BLOQUE DE TEXTO =>
Aquí no hablamos de niños a los que hay
que tomar de la mano para cruzar la calle o de decidir entre ir al Mcdonals o
al Burger King, sino de personas adultas que toman decisiones que afectan a su
vida presente y a la eternidad. Es cierto que en el Nuevo Testamento nos
encontramos exhortaciones repetitivas porque son necesarias que nos sean
recordadas. Pero hay pastores, predicadores y hermanos en general, que enferman
y se hacen daño a sí mismos al esforzarse hasta la extenuación por ayudar a
aquellos que no quieren cambiar porque ya han tomado la decisión de seguir otro
camino. A estos que se desgañitan y se dejan las entrañas, pensando que sus
palabras harán entrar en razón al que “no quiere”, y que se llenan de lágrimas
y ansiedad esperando que algunos no se aparten del Señor, deberían exponer
sencillamente el argumento que presentó Elías ante todo Israel: “Y acercándose Elías a todo
el pueblo, dijo: ¿Hasta cuándo claudicaréis vosotros entre dos pensamientos? Si
Jehová es Dios, seguidle; y si Baal, id en pos de él. Y el pueblo no respondió
palabra” (1 Reyes 18:21). Elías confrontó a cientos
de miles de personas. Y el silencio que se hizo fue sepulcral. Se debatían
entre una travesía y otra. O más bien, tenían un pie en cada lado. Este profeta
presentó los dos caminos, pero dejó que fueran sus oyentes los que tomaran la
decisión sobre cuál tomar: el de Dios o el del mundo. Y ya sabemos que es “espacioso el camino que lleva a la
perdición” (Mateo 7:13) y “angosto el
camino que lleva a la vida” (Mateo 7:14).

TAREA 1 => Reescribe como lista más breve el párrafo del fragmento sobre Elías que comienza con «Aquí no hablamos de niños». Conserva sus datos principales.
TAREA 2 => Según el fragmento sobre Elías, ¿cómo reaccionó el pueblo ante la pregunta del profeta?
TAREA 3 => Continúa el fragmento sobre Elías a partir de su última oración.

MATERIAL PROPORCIONADO =>
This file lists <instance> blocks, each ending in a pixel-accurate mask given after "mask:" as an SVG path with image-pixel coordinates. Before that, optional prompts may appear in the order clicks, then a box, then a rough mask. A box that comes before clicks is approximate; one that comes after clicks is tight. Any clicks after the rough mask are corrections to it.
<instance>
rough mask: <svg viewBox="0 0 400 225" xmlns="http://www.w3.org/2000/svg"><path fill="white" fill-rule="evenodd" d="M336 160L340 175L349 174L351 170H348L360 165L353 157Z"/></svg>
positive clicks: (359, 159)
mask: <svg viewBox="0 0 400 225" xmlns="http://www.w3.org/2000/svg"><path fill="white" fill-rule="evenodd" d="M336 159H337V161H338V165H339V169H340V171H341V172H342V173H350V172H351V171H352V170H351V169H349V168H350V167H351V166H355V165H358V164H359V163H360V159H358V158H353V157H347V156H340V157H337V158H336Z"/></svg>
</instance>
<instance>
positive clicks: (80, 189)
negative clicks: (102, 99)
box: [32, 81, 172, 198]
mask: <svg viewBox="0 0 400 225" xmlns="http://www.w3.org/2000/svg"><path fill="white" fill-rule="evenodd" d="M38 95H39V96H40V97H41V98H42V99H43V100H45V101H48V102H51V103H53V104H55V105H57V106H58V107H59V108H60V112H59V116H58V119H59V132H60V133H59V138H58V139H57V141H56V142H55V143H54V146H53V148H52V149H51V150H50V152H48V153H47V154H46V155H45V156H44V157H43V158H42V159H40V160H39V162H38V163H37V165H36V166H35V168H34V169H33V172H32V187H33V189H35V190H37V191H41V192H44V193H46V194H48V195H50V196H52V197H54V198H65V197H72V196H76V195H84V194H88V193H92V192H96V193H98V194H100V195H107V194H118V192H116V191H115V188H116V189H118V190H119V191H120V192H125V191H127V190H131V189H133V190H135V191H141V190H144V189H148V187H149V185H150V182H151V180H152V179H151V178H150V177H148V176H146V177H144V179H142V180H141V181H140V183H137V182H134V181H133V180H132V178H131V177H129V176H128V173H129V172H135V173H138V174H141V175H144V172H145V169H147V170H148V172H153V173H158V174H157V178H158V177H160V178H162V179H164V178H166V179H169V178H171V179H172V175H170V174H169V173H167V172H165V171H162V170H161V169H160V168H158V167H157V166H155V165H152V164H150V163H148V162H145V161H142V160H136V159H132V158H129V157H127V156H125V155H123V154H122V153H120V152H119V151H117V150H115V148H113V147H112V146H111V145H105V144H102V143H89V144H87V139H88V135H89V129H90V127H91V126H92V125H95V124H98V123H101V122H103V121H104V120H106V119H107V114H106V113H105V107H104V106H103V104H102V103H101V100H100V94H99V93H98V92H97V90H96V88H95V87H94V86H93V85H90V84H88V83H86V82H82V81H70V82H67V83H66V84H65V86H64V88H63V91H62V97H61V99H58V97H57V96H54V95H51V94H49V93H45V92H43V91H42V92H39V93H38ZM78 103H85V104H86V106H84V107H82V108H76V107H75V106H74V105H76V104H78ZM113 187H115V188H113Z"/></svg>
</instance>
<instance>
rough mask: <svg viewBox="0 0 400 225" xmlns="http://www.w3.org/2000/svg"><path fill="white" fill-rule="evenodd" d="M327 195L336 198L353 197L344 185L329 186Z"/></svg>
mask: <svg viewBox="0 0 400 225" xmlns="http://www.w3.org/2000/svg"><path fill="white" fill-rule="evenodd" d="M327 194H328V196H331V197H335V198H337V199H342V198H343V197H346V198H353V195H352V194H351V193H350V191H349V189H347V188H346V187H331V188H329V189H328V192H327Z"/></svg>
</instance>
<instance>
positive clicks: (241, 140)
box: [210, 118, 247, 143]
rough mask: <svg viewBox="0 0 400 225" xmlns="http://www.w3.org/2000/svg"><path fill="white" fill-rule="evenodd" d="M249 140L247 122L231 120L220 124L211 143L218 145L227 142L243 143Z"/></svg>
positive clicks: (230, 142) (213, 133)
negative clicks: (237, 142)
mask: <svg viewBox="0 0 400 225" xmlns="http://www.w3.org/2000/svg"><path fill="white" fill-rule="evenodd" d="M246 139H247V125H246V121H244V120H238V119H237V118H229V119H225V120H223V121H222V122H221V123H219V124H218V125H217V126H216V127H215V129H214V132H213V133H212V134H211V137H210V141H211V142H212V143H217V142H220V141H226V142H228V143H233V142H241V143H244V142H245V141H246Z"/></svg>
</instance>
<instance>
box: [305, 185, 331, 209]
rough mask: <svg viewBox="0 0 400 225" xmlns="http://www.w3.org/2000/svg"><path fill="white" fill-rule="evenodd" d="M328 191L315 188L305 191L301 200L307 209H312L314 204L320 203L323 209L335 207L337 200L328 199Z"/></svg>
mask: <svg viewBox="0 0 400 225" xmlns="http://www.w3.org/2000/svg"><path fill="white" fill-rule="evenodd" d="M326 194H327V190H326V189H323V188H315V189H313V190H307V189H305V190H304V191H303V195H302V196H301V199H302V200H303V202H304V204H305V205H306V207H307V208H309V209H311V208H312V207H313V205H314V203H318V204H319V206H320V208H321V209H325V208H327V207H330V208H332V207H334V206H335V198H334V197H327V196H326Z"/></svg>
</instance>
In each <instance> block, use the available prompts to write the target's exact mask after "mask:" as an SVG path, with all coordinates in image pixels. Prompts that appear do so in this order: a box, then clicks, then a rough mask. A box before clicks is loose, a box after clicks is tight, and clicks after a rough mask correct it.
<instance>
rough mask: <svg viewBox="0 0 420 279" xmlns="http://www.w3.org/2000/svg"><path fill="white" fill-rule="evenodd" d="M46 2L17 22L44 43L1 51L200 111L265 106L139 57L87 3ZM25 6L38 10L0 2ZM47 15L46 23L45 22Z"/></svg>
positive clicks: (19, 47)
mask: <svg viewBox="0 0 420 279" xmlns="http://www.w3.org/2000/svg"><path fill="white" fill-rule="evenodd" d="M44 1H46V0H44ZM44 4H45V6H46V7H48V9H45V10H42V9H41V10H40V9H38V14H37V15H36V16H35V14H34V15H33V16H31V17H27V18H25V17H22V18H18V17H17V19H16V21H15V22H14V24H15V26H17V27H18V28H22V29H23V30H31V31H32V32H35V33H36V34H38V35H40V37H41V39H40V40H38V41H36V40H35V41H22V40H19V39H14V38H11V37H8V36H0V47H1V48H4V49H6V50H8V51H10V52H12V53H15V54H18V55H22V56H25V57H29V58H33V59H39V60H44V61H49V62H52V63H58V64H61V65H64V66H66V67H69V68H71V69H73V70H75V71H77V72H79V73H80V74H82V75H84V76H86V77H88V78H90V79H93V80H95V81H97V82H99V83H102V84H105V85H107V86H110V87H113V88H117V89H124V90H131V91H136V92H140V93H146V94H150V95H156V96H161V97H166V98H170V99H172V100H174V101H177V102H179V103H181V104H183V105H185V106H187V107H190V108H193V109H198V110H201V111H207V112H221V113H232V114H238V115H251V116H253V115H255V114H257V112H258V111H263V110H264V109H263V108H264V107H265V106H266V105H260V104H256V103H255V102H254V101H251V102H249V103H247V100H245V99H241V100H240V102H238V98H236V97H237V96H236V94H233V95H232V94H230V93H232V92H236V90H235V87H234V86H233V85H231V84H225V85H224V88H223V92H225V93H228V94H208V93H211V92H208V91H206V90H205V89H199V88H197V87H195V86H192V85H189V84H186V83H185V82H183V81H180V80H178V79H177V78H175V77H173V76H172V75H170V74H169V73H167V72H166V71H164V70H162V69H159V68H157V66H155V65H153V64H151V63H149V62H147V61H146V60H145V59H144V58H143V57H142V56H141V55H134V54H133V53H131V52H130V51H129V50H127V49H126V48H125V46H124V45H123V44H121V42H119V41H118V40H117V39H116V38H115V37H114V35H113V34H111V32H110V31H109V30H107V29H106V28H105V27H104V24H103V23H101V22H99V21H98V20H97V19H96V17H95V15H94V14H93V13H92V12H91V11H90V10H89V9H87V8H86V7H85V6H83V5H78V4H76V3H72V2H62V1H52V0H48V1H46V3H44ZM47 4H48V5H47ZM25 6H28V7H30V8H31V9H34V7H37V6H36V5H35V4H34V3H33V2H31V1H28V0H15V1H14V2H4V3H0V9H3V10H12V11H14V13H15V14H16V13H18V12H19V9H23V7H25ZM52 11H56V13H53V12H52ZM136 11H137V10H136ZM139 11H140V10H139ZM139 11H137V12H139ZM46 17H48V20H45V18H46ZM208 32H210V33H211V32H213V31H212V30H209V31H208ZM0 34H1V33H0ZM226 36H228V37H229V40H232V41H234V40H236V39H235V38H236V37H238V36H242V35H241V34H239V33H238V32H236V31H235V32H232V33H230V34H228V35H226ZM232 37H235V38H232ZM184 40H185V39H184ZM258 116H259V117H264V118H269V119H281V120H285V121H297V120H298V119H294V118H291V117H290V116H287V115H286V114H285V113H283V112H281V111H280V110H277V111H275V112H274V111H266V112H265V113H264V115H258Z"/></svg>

RESPUESTA 1 =>
- No se trata de niños, sino de adultos que toman decisiones que afectan a su vida presente y a la eternidad.
- El Nuevo Testamento repite exhortaciones porque es necesario recordarlas.
- Algunos pastores, predicadores y hermanos enferman y se dañan al esforzarse hasta la extenuación por ayudar a quienes ya decidieron seguir otro camino.
- A ellos les convendría exponer el argumento de Elías ante todo Israel: si Jehová es Dios, seguidle; si Baal, id en pos de él (1 Reyes 18:21). El pueblo no respondió palabra.
- Elías confrontó a cientos de miles de personas que tenían un pie en cada lado.
- Presentó los dos caminos, el de Dios y el del mundo, y dejó que sus oyentes decidieran.
- Es espacioso el camino que lleva a la perdición (Mateo 7:13) y angosto el que lleva a la vida (Mateo 7:14).

RESPUESTA 2 => El pueblo no respondió palabra y se hizo un silencio sepulcral.

RESPUESTA 3 =>
La
pregunta y los dos caminos
¿Qué es doloroso ver a
una persona que se aleja de Dios? Muchísimo. Puedo decir sin duda alguna que es
uno de las tristezas más desgarradores que puedo experimentar. Me rompe el
alma. Entiendo el sentir de Jesús, que lloró por Jerusalén recordando cuántos
profetas habían sido enviados para que se arrepintieran, pero ellos no
quisieron hacerlo (cf. Mateo 23:37). Aunque me gustaría, no está en mí tomar la
decisión por nadie. El Señor
mismo le preguntó a un ciego: “¿Qué
quieres que te haga?” (Lucas 16:41). El invidente quizá pensó por un
instante cuán absurda era la interrogante que le acababan de plantear. Quizá
pensó: “¿Pero no es evidente? Voy a ti porque haces milagros, me ves ciego y, aún
así, me preguntas qué quiero”. Pues sí, esa fue la cuestión que le planteó
Jesús. ¿Por qué? Porque la respuesta daría a conocer lo que había en el corazón
de este hombre incapacitado. Podría haberle pedido una limosna. Podría haberle
pedido unas monedas. Podría haberle pedido un poco de comida. Pero no: imploró por
misericordia y porque su vida fuera cambiada; en este caso concreto, recibiendo
la vista. Un nuevo comienzo. Una segunda oportunidad. Su respuesta dejó patente
el clamor de su alma. Y Jesús hizo el milagro. ¿La consecuencia?: Se sentía tan agredecido que “le seguía, glorificando a Dios” (Lucas
18:43).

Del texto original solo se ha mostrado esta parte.